** START OF GIVEN RECORDS **

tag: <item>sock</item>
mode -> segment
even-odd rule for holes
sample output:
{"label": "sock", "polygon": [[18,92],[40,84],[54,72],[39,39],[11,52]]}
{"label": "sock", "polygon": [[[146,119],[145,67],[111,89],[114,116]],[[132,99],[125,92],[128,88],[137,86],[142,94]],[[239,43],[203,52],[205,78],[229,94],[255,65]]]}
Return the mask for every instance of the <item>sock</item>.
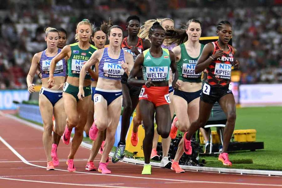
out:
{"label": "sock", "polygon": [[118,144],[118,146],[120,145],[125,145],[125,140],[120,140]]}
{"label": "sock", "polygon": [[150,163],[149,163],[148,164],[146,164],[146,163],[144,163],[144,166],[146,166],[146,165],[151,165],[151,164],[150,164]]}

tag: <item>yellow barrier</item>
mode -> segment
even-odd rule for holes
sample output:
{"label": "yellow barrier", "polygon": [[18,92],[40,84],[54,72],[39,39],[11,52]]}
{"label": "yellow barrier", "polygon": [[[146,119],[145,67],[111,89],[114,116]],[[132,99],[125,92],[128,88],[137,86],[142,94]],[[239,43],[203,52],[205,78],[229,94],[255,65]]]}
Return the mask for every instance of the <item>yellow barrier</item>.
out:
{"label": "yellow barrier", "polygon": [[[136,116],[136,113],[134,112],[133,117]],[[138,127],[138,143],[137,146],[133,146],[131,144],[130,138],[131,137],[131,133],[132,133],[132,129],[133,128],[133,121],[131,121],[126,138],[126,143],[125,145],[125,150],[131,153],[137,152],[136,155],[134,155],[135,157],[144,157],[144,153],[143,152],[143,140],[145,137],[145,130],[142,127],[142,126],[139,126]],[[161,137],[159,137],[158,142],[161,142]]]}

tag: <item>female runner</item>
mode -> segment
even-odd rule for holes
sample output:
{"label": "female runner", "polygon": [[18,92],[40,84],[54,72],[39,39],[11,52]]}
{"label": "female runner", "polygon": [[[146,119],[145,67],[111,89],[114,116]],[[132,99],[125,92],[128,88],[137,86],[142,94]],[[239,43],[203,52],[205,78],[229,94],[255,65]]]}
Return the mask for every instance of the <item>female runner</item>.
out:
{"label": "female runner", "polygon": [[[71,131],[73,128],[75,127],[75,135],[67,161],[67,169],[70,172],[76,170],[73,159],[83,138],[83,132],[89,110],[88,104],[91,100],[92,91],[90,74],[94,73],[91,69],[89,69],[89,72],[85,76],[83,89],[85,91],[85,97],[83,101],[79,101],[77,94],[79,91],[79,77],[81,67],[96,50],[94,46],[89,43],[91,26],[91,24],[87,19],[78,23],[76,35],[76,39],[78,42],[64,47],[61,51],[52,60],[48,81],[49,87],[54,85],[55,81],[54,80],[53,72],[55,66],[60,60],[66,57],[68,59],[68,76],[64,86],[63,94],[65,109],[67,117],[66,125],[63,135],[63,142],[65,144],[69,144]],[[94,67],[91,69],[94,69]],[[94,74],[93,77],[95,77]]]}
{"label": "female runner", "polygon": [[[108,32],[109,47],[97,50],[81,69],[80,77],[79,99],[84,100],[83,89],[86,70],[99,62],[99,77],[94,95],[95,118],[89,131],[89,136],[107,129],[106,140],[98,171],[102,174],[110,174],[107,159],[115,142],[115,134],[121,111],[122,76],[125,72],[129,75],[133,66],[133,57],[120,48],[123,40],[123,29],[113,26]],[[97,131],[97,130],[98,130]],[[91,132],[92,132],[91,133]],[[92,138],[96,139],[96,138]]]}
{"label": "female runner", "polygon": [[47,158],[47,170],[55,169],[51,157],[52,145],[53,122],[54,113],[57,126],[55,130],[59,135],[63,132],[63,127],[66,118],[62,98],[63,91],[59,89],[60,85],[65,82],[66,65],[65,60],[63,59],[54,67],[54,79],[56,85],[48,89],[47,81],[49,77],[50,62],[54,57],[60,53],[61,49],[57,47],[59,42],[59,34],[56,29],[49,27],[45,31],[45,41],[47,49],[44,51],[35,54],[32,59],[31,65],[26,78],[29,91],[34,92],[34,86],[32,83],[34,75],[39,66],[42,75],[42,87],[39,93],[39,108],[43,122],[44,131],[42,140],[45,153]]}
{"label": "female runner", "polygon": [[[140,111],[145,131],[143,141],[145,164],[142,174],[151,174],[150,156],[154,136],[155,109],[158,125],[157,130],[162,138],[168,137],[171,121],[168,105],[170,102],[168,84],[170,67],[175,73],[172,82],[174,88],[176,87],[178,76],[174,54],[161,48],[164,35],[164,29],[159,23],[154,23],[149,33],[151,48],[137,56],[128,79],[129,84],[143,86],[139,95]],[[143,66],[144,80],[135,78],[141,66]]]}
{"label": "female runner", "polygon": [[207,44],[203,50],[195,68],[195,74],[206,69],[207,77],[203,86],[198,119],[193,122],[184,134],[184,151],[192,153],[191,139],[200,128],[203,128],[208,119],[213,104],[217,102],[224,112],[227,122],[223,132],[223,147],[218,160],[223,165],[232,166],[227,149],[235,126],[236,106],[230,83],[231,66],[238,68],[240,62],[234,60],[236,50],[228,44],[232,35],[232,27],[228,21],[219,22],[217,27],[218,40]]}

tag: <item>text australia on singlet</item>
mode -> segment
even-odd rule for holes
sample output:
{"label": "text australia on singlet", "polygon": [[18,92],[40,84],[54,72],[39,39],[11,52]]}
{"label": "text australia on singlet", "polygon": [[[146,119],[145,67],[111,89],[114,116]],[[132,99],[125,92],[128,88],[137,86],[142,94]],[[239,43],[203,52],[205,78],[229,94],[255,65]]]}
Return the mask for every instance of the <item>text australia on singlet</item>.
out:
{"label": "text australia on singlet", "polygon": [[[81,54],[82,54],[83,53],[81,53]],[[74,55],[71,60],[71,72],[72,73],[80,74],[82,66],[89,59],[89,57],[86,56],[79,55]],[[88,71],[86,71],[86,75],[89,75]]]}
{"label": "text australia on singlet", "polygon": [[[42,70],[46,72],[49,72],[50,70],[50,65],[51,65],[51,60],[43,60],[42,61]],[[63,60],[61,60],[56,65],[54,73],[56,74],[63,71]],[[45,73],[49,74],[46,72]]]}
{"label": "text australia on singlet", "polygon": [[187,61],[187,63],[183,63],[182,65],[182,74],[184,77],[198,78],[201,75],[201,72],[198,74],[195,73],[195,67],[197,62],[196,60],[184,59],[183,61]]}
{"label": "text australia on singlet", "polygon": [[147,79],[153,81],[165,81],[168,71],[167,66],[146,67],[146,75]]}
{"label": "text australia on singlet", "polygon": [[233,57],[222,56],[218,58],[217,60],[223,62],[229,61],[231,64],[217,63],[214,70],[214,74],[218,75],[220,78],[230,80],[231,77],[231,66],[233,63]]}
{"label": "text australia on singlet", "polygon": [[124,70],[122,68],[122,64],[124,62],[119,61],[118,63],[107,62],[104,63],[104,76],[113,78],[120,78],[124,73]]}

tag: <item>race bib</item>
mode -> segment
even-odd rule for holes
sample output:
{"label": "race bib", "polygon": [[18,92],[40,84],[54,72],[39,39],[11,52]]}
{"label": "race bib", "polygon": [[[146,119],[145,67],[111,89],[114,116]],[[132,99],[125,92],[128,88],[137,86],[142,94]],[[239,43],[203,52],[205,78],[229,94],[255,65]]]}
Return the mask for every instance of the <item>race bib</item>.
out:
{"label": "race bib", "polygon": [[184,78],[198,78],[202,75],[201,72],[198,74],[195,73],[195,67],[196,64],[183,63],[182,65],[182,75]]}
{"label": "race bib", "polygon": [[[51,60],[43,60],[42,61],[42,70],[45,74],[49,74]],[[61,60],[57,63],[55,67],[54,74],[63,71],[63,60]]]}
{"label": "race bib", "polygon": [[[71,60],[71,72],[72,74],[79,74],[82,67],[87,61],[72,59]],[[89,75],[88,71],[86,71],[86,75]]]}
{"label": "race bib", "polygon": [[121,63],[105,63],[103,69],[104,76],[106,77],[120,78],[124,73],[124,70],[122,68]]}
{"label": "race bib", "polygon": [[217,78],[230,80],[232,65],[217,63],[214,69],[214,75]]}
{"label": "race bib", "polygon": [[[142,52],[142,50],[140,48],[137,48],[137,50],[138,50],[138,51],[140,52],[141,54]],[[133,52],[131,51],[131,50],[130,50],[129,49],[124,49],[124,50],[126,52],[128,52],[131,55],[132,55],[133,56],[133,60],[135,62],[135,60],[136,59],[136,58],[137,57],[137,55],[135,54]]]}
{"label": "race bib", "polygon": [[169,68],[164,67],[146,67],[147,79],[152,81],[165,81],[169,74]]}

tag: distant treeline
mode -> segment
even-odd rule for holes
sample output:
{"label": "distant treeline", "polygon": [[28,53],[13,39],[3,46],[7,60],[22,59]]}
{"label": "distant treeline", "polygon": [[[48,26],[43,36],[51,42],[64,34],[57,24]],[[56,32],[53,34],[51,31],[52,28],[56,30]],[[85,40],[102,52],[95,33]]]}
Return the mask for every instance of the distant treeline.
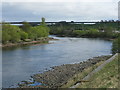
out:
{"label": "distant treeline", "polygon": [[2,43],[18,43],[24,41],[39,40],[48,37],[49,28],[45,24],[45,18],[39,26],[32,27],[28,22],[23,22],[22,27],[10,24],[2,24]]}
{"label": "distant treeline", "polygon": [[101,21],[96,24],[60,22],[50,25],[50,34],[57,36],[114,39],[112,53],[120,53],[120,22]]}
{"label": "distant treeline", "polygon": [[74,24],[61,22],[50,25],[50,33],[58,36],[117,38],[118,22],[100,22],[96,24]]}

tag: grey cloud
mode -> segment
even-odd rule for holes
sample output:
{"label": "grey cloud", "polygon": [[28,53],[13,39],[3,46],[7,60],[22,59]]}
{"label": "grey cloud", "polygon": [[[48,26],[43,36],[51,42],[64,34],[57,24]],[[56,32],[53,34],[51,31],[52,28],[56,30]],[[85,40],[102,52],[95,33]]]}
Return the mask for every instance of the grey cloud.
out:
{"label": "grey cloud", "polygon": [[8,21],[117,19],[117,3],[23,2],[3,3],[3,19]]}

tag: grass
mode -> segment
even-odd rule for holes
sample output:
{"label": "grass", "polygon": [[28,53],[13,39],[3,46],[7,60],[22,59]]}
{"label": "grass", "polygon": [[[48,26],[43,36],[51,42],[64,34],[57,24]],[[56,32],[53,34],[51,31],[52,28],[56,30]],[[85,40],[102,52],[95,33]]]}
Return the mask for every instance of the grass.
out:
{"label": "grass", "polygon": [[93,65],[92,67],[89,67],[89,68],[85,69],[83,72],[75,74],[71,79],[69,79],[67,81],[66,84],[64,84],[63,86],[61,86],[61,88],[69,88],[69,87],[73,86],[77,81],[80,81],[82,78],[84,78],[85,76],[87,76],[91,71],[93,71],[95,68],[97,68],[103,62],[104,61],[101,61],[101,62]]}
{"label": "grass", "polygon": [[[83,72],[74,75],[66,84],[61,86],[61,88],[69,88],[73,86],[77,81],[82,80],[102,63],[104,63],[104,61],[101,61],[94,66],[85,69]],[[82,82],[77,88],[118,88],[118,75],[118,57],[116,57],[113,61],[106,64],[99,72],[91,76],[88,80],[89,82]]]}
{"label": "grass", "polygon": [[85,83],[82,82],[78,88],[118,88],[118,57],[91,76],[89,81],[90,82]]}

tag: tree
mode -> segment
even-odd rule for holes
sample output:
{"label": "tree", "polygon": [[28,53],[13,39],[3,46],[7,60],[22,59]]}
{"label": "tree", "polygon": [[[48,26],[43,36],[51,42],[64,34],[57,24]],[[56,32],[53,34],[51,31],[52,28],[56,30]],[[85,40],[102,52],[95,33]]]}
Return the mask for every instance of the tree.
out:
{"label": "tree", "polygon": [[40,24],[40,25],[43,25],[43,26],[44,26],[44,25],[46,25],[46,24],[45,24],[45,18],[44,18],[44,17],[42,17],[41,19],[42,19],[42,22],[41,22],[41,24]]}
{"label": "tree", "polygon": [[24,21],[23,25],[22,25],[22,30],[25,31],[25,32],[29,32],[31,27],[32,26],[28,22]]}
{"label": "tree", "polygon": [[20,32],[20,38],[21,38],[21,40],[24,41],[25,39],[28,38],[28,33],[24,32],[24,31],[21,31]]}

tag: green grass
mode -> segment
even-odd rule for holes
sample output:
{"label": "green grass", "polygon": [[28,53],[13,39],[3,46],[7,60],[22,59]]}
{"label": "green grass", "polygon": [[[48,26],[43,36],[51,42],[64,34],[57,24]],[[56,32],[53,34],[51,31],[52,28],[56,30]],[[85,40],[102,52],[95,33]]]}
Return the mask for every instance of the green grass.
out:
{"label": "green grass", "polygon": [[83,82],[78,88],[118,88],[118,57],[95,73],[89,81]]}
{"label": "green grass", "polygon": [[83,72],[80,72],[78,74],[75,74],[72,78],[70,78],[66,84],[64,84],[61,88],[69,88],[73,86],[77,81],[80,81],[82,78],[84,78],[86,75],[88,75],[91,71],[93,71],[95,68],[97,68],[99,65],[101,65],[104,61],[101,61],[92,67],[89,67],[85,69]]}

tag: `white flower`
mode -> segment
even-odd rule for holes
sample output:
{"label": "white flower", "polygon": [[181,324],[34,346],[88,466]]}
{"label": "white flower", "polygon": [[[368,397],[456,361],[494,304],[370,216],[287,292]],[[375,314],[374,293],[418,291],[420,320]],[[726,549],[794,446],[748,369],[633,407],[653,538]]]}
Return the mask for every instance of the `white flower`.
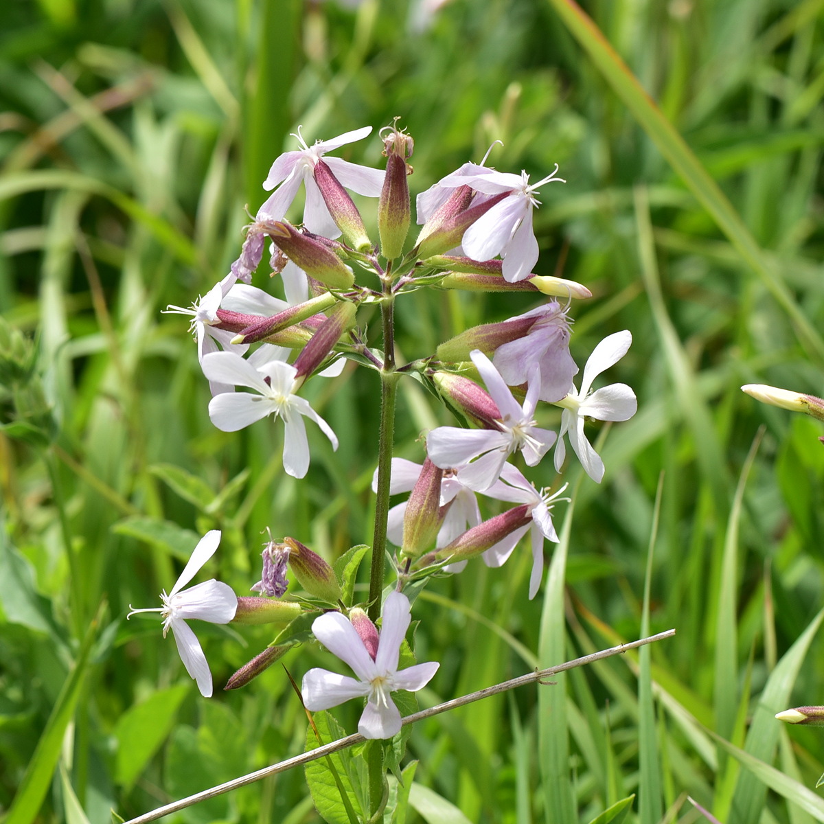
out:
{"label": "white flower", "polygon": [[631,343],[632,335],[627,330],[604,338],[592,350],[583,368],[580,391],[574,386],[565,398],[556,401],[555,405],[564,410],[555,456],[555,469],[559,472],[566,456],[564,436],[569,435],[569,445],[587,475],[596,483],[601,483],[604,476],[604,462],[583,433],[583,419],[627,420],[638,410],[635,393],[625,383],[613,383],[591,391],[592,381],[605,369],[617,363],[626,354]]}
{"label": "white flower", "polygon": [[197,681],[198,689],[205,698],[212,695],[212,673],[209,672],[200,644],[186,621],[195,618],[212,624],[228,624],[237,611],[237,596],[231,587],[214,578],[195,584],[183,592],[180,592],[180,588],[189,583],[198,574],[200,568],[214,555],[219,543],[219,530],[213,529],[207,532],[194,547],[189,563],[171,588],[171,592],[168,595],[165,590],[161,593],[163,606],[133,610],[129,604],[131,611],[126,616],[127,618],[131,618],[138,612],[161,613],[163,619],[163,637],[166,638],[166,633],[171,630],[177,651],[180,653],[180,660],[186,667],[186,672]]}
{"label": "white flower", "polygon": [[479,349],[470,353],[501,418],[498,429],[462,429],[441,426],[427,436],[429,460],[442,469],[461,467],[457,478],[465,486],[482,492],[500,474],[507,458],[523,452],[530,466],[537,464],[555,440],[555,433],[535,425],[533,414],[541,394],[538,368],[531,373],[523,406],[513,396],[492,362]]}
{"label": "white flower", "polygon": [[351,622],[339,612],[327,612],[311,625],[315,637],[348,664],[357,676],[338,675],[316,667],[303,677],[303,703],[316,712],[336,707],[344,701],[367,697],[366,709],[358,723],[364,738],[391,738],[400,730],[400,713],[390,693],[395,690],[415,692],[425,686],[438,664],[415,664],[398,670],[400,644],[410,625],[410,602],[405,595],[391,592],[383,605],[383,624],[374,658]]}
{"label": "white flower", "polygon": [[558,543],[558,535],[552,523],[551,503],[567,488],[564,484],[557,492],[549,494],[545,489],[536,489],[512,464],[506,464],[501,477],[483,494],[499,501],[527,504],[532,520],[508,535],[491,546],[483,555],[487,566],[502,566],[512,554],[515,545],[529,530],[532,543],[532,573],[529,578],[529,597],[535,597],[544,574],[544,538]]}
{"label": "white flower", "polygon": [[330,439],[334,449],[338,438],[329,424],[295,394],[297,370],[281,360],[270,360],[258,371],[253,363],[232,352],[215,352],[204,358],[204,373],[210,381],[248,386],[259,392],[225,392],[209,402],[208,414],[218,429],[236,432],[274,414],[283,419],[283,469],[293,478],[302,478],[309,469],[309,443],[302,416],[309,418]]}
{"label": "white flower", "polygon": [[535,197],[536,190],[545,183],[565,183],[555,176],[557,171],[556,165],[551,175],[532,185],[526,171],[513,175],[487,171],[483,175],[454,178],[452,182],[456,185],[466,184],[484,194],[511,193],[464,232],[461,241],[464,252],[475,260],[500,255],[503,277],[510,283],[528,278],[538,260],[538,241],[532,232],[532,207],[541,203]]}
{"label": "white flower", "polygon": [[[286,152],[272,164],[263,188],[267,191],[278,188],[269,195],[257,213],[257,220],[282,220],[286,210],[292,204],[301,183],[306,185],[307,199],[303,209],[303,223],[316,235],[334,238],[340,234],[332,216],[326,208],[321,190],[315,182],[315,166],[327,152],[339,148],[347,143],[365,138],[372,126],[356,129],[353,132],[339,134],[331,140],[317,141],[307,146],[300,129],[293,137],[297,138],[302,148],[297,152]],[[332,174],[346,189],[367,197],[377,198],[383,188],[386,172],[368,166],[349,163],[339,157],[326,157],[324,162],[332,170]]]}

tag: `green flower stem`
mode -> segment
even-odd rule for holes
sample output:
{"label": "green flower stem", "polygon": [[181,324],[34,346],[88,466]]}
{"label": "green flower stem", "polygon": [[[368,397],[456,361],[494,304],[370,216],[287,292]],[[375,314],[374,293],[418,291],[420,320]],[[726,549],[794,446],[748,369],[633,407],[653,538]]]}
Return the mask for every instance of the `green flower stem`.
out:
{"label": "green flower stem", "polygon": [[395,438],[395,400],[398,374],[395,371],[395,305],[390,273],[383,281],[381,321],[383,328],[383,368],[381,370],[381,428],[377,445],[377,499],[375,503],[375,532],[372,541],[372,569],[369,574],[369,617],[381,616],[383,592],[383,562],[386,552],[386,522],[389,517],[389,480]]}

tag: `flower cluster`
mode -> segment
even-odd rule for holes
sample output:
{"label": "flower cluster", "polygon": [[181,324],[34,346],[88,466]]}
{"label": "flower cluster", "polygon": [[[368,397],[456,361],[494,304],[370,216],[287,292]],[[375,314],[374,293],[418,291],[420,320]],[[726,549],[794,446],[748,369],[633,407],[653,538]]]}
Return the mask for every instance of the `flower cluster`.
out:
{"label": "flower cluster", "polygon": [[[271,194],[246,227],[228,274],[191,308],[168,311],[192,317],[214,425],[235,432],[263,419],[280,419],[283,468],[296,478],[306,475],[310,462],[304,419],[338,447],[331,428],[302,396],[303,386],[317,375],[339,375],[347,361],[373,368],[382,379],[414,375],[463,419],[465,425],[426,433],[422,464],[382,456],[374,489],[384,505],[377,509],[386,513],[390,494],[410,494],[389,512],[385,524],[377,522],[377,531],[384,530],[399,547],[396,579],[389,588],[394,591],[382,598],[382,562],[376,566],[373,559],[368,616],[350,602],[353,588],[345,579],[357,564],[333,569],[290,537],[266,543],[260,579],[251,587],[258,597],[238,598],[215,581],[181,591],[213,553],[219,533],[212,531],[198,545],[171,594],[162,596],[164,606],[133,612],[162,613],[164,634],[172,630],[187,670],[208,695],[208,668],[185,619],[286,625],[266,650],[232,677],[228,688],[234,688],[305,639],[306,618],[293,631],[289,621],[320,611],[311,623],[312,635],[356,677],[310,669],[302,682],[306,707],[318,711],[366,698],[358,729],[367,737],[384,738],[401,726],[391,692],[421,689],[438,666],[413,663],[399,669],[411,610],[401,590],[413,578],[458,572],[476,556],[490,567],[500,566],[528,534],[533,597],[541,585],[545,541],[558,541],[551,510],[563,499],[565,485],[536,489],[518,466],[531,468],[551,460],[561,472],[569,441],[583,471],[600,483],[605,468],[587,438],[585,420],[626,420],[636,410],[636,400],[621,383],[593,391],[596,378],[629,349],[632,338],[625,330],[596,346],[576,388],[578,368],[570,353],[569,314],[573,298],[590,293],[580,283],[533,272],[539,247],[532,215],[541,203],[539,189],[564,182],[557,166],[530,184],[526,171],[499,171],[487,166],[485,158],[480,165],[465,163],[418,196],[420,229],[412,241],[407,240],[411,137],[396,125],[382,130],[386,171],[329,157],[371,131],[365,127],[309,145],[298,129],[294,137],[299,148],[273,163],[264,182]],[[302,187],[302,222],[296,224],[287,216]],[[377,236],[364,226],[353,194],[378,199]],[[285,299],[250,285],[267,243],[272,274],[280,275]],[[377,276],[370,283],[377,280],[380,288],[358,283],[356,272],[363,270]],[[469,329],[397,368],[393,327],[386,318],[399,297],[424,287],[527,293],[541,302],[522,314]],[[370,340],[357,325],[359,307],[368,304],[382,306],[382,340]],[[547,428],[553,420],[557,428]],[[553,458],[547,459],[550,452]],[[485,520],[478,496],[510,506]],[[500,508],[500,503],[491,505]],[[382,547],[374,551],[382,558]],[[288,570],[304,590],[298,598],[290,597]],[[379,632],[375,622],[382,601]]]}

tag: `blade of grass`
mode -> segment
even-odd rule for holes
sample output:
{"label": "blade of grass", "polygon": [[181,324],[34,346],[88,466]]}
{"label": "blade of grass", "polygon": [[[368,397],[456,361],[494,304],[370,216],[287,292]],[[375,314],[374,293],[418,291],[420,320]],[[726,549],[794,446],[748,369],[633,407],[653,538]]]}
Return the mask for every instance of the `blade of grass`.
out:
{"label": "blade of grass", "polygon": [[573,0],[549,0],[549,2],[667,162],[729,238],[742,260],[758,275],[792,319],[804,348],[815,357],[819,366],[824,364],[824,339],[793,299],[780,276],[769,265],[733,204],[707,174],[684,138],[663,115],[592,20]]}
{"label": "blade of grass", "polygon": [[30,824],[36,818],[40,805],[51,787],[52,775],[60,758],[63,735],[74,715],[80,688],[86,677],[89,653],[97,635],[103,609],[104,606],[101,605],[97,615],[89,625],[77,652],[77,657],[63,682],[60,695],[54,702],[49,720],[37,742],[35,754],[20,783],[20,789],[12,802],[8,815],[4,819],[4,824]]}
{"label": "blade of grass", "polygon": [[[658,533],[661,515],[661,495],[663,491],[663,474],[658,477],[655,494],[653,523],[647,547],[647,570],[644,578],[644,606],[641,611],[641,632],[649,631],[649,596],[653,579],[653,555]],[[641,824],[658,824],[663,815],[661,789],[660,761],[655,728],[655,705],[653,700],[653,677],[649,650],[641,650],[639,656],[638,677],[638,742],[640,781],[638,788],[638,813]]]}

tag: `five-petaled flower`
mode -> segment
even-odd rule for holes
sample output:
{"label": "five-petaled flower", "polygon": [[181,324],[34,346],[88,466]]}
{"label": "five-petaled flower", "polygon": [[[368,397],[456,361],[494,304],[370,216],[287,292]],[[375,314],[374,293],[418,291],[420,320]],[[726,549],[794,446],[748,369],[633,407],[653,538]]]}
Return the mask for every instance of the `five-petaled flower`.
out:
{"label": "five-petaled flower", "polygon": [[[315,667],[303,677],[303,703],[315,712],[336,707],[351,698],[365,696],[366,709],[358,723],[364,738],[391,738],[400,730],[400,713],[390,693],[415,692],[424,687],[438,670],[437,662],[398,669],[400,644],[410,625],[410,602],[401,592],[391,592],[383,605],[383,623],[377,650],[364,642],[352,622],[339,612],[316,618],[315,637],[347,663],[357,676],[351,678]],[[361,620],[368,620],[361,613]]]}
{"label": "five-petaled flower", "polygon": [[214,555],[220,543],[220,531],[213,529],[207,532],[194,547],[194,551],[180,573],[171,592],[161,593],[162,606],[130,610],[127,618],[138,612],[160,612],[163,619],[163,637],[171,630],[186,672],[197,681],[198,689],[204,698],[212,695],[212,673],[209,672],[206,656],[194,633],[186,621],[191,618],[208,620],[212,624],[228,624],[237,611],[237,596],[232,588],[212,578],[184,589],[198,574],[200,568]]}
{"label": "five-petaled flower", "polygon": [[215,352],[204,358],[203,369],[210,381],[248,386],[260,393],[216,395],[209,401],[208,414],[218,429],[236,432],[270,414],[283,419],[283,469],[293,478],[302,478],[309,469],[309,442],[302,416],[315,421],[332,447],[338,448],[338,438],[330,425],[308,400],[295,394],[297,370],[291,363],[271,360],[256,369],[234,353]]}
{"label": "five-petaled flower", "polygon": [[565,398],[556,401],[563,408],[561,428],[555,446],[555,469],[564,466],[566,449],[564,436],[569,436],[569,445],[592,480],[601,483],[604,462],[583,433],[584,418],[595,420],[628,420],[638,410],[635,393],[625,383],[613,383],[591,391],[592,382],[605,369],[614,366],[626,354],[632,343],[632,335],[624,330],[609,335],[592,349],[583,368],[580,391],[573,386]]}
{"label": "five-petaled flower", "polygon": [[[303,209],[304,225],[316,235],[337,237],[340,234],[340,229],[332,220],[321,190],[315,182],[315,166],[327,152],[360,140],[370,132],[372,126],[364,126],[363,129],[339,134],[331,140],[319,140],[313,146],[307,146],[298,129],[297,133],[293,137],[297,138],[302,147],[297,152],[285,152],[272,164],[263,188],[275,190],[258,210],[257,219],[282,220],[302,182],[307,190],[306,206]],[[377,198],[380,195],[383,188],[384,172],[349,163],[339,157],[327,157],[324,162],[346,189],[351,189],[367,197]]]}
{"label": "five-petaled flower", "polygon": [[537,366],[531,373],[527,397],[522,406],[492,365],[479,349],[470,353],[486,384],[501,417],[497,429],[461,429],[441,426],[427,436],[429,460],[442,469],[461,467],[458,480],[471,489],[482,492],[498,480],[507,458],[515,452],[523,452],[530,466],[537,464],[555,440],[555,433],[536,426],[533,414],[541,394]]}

** END OF GIVEN RECORDS **

WHAT THE TASK ASKS:
How many lines in the items above contain the word "distant"? Reply with the number only.

RESULT OF THE EXERCISE:
7